** start Provided information **
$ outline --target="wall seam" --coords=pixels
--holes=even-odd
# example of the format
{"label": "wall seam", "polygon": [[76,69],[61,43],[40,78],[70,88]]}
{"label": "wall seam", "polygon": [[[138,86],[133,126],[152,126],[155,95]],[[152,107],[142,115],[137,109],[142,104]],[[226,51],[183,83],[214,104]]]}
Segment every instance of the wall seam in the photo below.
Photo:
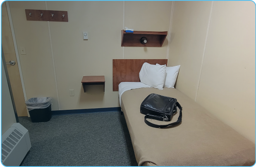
** end Provided information **
• _Stated exercise_: Reproduce every line of the listing above word for word, leaving out the pictures.

• _Result of the exercise_:
$ outline --target="wall seam" --coords=pixels
--holes=even-odd
# example of the format
{"label": "wall seam", "polygon": [[76,69],[61,43],[40,78],[70,88]]}
{"label": "wall seam", "polygon": [[[138,86],[133,126],[152,126],[155,95]],[[152,107],[142,115],[137,109],[142,104]],[[226,51],[183,83],[214,104]]]}
Segment every instance of the wall seam in the photo below.
Photo:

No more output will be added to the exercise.